SHORT TASK
Reproduce the following material verbatim, preserving every line without alteration.

Items recorded in a dataset:
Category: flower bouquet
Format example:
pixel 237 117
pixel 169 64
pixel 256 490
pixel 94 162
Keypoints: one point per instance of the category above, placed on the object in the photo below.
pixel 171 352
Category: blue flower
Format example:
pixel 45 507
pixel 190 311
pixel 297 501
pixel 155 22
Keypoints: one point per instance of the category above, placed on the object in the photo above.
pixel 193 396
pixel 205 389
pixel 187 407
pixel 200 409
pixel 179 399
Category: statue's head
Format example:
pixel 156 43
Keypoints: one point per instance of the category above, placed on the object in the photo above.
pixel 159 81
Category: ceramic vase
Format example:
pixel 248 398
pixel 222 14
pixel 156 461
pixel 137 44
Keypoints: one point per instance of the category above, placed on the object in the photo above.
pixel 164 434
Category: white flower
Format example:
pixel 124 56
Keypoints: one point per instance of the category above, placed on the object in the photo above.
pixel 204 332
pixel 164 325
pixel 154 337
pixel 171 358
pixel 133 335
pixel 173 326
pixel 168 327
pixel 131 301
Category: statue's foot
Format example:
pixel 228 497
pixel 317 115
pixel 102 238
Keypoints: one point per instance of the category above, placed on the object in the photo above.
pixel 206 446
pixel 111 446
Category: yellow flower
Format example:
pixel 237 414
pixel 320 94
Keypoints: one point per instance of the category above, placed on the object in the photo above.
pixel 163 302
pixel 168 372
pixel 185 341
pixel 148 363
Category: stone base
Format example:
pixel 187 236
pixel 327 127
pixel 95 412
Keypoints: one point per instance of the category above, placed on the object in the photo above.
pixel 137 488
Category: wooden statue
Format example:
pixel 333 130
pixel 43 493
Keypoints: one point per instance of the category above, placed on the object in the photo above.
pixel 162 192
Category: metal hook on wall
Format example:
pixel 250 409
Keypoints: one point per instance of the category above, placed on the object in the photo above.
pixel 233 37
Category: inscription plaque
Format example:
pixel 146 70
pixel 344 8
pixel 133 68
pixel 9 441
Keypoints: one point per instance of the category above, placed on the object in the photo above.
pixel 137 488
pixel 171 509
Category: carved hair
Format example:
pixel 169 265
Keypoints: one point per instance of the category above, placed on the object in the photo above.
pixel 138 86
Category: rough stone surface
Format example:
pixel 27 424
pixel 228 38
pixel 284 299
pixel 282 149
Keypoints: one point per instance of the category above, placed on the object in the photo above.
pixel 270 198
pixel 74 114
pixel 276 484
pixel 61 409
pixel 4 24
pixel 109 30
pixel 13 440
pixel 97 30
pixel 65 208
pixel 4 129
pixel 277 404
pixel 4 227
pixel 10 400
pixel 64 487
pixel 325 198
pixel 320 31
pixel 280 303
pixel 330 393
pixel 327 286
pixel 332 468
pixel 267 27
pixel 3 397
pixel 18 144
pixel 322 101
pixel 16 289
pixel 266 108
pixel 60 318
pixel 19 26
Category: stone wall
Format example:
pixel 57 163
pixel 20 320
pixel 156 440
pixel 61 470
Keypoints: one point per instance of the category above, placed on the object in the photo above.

THE COMPLETED TASK
Category: flower bouquet
Format example:
pixel 237 117
pixel 169 64
pixel 256 490
pixel 94 162
Keypoints: one point per instance of the category above, placed on the object in the photo below.
pixel 171 352
Category: blue flower
Format example:
pixel 45 507
pixel 190 311
pixel 297 501
pixel 155 22
Keypoints: one point per instance of the category above, placed on the object in the photo above.
pixel 193 396
pixel 205 389
pixel 187 407
pixel 200 409
pixel 179 399
Category: statue's head
Format example:
pixel 156 43
Keypoints: one point per instance of the category above, placed on the object in the photo above.
pixel 159 81
Category: ceramic vase
Format example:
pixel 248 398
pixel 222 14
pixel 156 461
pixel 137 44
Keypoints: one point per instance of the category above, placed on the object in the photo above.
pixel 164 434
Category: white flower
Format example:
pixel 124 56
Keypoints: one point per instance of the category above, placed on the object in the photo above.
pixel 204 332
pixel 164 325
pixel 154 337
pixel 171 358
pixel 133 335
pixel 173 326
pixel 168 327
pixel 131 301
Category: statue's foot
Format example:
pixel 228 497
pixel 317 115
pixel 102 238
Keypoints: one point per instance of the category above, placed on the object in the photo above.
pixel 206 446
pixel 111 446
Category: yellow flower
Format example:
pixel 237 414
pixel 320 94
Keypoints: one point per instance of the category above, placed on the object in the photo above.
pixel 163 302
pixel 168 372
pixel 185 341
pixel 148 363
Category: stone base
Format example:
pixel 187 236
pixel 327 127
pixel 95 412
Keypoints: one point per instance of the category above, placed on the object in the photo above.
pixel 137 488
Category: wooden statue
Format example:
pixel 333 130
pixel 43 493
Keypoints: one point per instance of the category above, placed on the object in the photo above.
pixel 162 192
Category: metal hook on wall
Format example:
pixel 250 409
Keypoints: one point per instance of the category above, placed on the object in the photo above.
pixel 233 37
Category: inscription plaque
Format example:
pixel 146 70
pixel 344 8
pixel 133 68
pixel 9 441
Keypoints: one point per instance of the category above, placed on the object in the photo above.
pixel 137 488
pixel 171 509
Category: carved hair
Format example:
pixel 169 265
Keypoints: one point per instance of the category above, placed on the object in the photo above.
pixel 138 86
Category: rough stone surface
Format example:
pixel 27 424
pixel 228 38
pixel 284 299
pixel 282 149
Keypoints: one point per instance of the category above, placed on the object in the photo above.
pixel 270 198
pixel 74 114
pixel 276 484
pixel 61 409
pixel 4 24
pixel 109 30
pixel 13 440
pixel 97 30
pixel 65 208
pixel 4 129
pixel 277 404
pixel 4 227
pixel 10 400
pixel 64 487
pixel 325 198
pixel 320 31
pixel 280 303
pixel 330 393
pixel 327 286
pixel 332 468
pixel 267 27
pixel 3 397
pixel 18 144
pixel 322 101
pixel 16 289
pixel 266 108
pixel 60 318
pixel 19 26
Category: stone wall
Format example:
pixel 57 163
pixel 20 320
pixel 156 440
pixel 61 470
Keypoints: one point per instance of the category above, placed on the object in the photo above.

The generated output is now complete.